**Task directions:** Print, in exact form, the lines below from the one containing "locate tree, a point per instance." through the one containing "locate church entrance", and omit all others.
Content starts
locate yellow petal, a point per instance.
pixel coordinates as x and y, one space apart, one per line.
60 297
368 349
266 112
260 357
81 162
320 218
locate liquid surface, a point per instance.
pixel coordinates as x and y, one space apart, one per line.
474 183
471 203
Content ends
Content starts
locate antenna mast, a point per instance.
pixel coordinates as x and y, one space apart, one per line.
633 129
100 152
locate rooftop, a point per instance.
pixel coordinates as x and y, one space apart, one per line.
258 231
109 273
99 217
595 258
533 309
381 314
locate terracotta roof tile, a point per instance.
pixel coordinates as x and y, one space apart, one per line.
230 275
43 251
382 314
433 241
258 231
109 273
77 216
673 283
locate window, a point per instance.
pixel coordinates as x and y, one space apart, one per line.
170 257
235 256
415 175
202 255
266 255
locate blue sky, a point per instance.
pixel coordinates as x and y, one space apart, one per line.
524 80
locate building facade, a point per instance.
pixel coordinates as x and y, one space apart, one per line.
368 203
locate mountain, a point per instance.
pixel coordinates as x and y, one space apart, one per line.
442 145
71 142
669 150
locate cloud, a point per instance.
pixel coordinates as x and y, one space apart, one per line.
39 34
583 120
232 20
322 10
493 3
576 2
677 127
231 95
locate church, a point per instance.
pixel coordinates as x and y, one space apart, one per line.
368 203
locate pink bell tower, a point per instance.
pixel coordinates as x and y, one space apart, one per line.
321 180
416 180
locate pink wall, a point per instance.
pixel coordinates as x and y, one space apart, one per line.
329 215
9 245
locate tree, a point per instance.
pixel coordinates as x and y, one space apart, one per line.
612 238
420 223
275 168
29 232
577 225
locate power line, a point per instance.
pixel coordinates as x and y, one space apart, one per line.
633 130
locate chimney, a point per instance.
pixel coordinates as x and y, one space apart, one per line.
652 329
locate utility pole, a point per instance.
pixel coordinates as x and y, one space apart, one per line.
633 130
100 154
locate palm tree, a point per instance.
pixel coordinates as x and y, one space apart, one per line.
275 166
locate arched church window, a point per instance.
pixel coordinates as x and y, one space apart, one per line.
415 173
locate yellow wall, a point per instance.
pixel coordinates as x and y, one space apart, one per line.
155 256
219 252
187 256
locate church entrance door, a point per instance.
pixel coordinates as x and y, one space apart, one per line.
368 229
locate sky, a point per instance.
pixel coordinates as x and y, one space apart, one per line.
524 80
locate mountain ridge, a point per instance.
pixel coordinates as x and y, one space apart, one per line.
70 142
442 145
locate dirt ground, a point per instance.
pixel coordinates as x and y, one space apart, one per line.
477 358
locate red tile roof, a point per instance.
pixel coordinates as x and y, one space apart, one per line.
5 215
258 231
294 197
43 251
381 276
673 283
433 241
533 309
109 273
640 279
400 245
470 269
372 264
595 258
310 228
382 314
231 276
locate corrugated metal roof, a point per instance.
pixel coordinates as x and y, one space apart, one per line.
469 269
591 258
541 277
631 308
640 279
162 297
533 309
Content ends
**Solution to the exercise:**
locate tree, a point per instance.
pixel coordinates as x and y, one space apart, one per line.
612 238
420 223
275 168
29 232
577 225
locate power line, a point per instance.
pixel coordinates as x and y, one space apart, one per line.
633 130
locate chimney, a point per instance.
pixel coordinates as x and y, one space apart, one per line.
652 329
locate utility pole, a point per instance.
pixel coordinates as x and y, one space apart, one per line.
633 130
100 154
locate palm tree, a point per instance.
pixel coordinates as x and y, one space apart, one per line.
275 166
locate arched church window, a point per instance.
pixel coordinates as x and y, one space apart, one per line.
415 173
locate yellow wall, a point per instance.
pixel coordinates as x and y, one space apart, one per line.
155 256
219 252
187 256
locate church entrance door, a point per instance.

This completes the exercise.